The required output is the line that contains "woman with sunglasses;" and every line after it, each written out exactly, up to the end of the entries.

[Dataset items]
-=-=-

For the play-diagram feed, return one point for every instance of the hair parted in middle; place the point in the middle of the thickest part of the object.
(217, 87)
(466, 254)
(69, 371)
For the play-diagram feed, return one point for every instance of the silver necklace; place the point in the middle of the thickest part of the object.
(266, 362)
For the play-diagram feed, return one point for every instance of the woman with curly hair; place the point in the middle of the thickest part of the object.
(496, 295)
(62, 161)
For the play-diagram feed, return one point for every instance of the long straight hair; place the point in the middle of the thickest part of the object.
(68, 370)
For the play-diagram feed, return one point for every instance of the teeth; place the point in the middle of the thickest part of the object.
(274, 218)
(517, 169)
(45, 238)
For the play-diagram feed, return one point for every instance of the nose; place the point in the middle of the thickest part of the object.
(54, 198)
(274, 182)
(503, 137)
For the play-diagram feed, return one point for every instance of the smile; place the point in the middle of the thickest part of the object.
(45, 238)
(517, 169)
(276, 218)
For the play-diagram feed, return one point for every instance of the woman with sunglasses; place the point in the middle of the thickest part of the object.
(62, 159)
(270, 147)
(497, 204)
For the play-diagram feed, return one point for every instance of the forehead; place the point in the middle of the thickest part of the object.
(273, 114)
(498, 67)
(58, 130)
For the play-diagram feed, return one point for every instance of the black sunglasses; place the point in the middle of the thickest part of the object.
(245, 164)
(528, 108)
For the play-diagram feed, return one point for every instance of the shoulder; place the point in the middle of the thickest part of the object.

-=-=-

-- YOUR SOLUTION --
For the play-diagram feed, return one point for every instance of the woman with sunglasses; place the point in the middle of the thickest part of the object.
(62, 159)
(270, 147)
(497, 204)
For the play-diagram feed, return one point for every instance of the forehead; place the point in the middle of the thickest part of the object.
(273, 114)
(498, 67)
(58, 130)
For the play-diagram feed, return one point for every instance of the black sunglasses; place the point in the middle of the thickest part of the object.
(245, 164)
(528, 108)
For the play-diagram feed, return one point for every instance of the shoulder; place the point in the middle of the thickest part of the object.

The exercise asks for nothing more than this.